#### Exercise directions
According to the running gels article, why is the CLIF Shot chocolate gel well suited to a runner with heavy feet? Answer in one to three sentences.

As a runner, the more time you spend on your feet, the more fuel you need. But stopping mid-run to eat a sandwich isn't necessarily practical (or GI tract–friendly). So thank goodness for running gels!
Video of the Day
"They're an effective way to allow runners to maintain energy levels," says Lisa Levin, an RRCA-certified run coach and co-founder of Run Farther & Faster. "As a result, runners can perform at an optimal level for a longer duration."
But there are different types of running gels that provide different levels of calories, carbs and even caffeine. So how do you know which one is right for you? We rounded up the best running gels, plus tips on what to look for, according to registered dietitians and run coaches.
How Much Running Gel Do You Need?
Generally speaking, gels are only necessary for runs that are longer than 70 minutes.
Many coaches recommend that you take energy gels based on time on feet rather than mileage. For example, Levin advises her clients to enjoy a serving every 30 to 35 minutes. If that feels like too much, start with a half serving every 35 to 40 minutes and then gradually increase the portions during each training run.
How We Chose
We spoke with four registered dietitians and run coaches, who offered product recommendations and broke down what to look for in the best energy gels for running. We selected the winners on the following criteria. You can learn more about how we cover products here.
1. CLIF Shot Chocolate Energy Gel
- Calories: 110
- Carbohydrates: 23 grams
- Sodium: 60 milligrams
This chocolate-flavored running gel supplies 7 milligrams of caffeine and 23 grams of energy-boosting carbs, so it's ideal for someone who's feeling heavy feet and needs a little pick-me-up. It packs 110 calories, which is slightly more than the other products on the list.
Plus, it tastes like fudge, so it's something sweet to help take the edge off during the intense efforts during your run.

#### Source material

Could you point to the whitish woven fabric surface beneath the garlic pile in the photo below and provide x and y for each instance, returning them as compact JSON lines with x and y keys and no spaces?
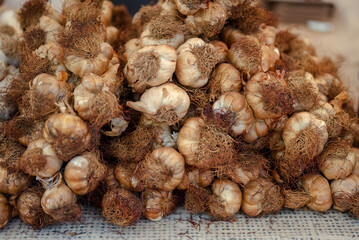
{"x":287,"y":224}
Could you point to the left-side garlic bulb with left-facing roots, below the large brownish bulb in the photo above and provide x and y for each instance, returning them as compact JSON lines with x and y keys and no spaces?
{"x":40,"y":159}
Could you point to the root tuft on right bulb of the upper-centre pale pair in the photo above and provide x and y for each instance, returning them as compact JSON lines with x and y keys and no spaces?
{"x":206,"y":59}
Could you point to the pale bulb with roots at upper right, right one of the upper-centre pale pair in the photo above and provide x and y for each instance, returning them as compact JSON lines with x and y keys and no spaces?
{"x":196,"y":60}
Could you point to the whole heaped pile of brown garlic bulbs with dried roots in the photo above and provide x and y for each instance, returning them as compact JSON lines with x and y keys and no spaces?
{"x":202,"y":99}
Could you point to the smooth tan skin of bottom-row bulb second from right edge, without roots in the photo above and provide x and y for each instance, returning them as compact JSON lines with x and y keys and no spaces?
{"x":318,"y":188}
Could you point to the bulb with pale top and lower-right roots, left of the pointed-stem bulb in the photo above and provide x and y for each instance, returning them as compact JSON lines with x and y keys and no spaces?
{"x":93,"y":101}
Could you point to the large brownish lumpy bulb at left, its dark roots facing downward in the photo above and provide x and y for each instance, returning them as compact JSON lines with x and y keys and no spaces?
{"x":68,"y":134}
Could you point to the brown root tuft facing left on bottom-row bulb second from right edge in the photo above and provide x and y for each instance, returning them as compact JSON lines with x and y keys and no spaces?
{"x":295,"y":199}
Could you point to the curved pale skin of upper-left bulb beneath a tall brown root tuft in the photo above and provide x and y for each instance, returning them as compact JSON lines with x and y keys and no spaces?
{"x":81,"y":66}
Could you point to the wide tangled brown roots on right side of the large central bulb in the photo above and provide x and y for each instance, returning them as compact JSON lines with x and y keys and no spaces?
{"x":216,"y":148}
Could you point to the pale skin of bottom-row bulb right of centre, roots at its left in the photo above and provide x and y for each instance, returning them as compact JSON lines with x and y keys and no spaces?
{"x":230,"y":198}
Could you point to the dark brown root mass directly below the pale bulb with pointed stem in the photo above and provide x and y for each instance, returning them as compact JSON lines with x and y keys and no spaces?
{"x":135,"y":145}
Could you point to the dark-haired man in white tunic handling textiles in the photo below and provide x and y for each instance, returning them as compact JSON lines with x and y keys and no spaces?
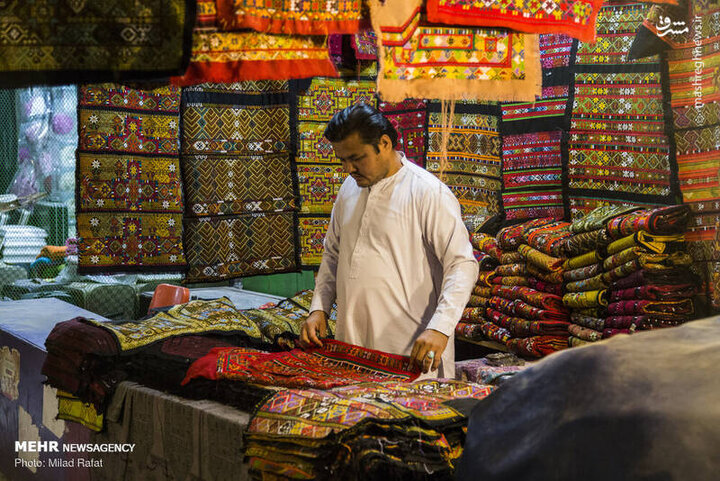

#### Answer space
It supplies 7 milligrams of caffeine and 23 grams of energy-boosting carbs. That makes it ideal for someone who needs a little pick-me-up.